[EXTRACT]
Disgraced activist staging a comeback

Disgraced activist staging a comeback
Ms Somaly Mam stands by her life story, despite a Newsweek report that said significant details were made up.

Ms Somaly Mam, the high-profile anti-sex slavery activist whose dramatic life story was reported to be fabricated, is now trying to claw back some credibility and return to working for sex trafficking victims.

In an exclusive interview with The Straits Times, the first Asian media she spoke to after an explosive Newsweek magazine report in May suggested that she had lied about her past, the Cambodian said: "I don't care about my reputation.

" I will never give up, I will do everything for my girls." She also said she stands by her life story.

"I am not perfect," Ms Mam, who wowed Hollywood, the White House and Manhattan with her story and work, told The Straits Times over the phone on Monday.

However, she insisted: "I stand by my story. Forever, until the day I die."

The Newsweek cover story was written by journalist Simon Marks, who had been investigating Ms Mam for his previous employer, The Cambodia Daily. During his investigations, he found significant details of her life had been fabricated, the report said.
[/EXTRACT]
[RECORDS PROVIDED]
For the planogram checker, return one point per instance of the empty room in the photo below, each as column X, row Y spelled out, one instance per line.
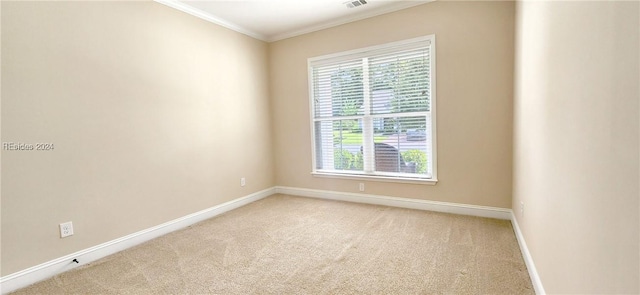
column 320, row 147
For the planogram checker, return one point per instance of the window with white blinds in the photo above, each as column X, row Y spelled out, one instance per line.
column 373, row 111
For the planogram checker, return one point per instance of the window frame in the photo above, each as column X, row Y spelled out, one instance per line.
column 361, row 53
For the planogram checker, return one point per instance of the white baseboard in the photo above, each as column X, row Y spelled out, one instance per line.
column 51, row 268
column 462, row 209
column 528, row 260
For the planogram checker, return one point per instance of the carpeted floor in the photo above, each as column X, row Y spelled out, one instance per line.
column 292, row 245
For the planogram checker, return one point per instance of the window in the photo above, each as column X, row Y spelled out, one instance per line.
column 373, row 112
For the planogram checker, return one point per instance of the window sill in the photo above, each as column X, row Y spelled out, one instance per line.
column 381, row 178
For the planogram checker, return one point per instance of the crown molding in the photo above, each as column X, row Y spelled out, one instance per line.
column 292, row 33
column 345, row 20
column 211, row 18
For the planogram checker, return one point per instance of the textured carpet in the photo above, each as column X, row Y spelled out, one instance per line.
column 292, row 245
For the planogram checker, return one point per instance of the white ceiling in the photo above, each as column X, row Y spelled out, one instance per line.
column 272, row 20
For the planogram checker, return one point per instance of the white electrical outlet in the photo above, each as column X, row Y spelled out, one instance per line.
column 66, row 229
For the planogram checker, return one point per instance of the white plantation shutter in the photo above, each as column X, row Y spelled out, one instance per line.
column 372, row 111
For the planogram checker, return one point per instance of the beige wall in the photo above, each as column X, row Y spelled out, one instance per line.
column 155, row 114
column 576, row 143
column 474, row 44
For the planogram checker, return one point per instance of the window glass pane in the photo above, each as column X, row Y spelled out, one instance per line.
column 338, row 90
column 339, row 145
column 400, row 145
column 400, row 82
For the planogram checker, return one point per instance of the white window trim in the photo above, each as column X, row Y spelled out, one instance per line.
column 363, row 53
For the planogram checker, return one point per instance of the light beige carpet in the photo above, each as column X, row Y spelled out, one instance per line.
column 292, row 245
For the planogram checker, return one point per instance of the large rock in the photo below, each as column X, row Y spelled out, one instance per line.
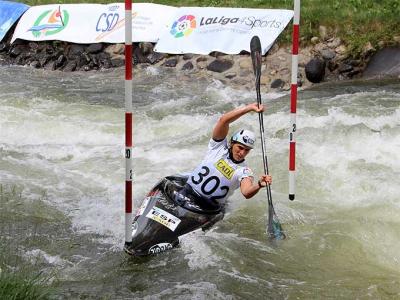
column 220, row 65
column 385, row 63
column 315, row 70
[/RECORDS PROVIDED]
[RECORDS PROVIDED]
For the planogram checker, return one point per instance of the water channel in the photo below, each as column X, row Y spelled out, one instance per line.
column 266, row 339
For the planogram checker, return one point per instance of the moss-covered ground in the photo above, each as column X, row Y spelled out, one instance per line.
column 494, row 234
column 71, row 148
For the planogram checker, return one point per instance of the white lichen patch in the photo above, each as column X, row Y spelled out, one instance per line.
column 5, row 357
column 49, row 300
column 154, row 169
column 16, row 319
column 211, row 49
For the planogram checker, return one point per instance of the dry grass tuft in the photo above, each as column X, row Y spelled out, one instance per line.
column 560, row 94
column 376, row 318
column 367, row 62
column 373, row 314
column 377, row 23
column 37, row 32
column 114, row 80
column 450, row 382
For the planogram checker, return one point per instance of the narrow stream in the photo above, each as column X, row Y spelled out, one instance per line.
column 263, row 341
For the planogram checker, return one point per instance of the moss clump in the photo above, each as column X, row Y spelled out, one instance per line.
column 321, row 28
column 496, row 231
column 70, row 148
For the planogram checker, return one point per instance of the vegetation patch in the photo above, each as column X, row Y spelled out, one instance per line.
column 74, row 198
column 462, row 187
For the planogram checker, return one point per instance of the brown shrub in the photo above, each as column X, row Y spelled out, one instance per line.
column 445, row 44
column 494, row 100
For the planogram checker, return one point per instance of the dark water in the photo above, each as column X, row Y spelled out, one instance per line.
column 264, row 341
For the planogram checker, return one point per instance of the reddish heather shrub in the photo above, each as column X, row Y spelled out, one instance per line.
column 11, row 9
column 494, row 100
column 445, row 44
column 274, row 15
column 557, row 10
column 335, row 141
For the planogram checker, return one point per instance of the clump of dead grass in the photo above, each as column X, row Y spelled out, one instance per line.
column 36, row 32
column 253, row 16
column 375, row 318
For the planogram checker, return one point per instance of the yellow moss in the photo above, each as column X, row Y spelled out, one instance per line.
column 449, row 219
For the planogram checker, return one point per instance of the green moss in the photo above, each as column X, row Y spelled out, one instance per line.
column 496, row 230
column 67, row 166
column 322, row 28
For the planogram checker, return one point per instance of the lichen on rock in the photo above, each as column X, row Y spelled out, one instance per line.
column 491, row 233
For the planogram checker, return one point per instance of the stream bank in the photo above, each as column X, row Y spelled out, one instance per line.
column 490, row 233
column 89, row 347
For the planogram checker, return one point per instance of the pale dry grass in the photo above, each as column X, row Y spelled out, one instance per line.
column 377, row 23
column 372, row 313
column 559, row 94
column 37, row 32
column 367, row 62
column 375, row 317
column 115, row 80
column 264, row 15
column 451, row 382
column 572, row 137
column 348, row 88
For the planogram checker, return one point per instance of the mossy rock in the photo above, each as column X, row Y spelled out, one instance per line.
[/RECORDS PROVIDED]
[RECORDS PROVIDED]
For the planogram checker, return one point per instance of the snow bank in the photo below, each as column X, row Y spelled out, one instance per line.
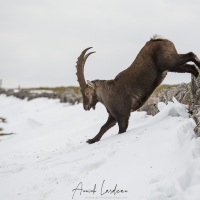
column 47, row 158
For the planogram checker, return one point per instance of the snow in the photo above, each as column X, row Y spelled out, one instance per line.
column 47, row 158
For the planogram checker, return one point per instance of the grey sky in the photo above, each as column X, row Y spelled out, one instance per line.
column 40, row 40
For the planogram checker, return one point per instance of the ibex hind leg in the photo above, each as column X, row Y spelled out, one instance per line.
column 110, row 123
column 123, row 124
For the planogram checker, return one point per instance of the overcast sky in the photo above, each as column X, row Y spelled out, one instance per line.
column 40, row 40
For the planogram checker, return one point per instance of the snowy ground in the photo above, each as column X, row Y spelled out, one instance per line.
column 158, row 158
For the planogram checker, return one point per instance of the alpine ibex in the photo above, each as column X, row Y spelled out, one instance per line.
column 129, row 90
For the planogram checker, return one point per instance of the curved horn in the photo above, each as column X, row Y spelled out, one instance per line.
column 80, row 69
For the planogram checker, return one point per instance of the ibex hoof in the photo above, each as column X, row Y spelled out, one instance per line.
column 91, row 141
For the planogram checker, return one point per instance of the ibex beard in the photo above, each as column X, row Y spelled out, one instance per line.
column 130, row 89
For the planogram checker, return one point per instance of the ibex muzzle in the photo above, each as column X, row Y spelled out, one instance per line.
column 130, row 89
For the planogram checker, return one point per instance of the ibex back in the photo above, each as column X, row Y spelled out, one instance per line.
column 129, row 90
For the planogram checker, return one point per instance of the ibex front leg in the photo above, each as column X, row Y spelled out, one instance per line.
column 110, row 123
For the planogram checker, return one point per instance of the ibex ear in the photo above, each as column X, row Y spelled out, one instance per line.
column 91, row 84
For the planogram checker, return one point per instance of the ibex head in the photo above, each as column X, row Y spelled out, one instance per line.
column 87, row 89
[/RECORDS PROVIDED]
REQUIRED ACTIONS:
a) Translate this sentence from the Somaly Mam article into Spanish: "She also said she stands by her life story."
b) According to the Somaly Mam article, which publication did the author of the Newsweek cover story previously work for?
c) Write out the part of the Somaly Mam article from "In an exclusive" to "her life story.".
None of the entries are needed here.

OUTPUTS BY TASK:
a) También dijo que se mantiene firme en la historia de su vida.

b) The Cambodia Daily.

c)
In an exclusive interview with The Straits Times, the first Asian media she spoke to after an explosive Newsweek magazine report in May suggested that she had lied about her past, the Cambodian said: "I don't care about my reputation.

" I will never give up, I will do everything for my girls." She also said she stands by her life story.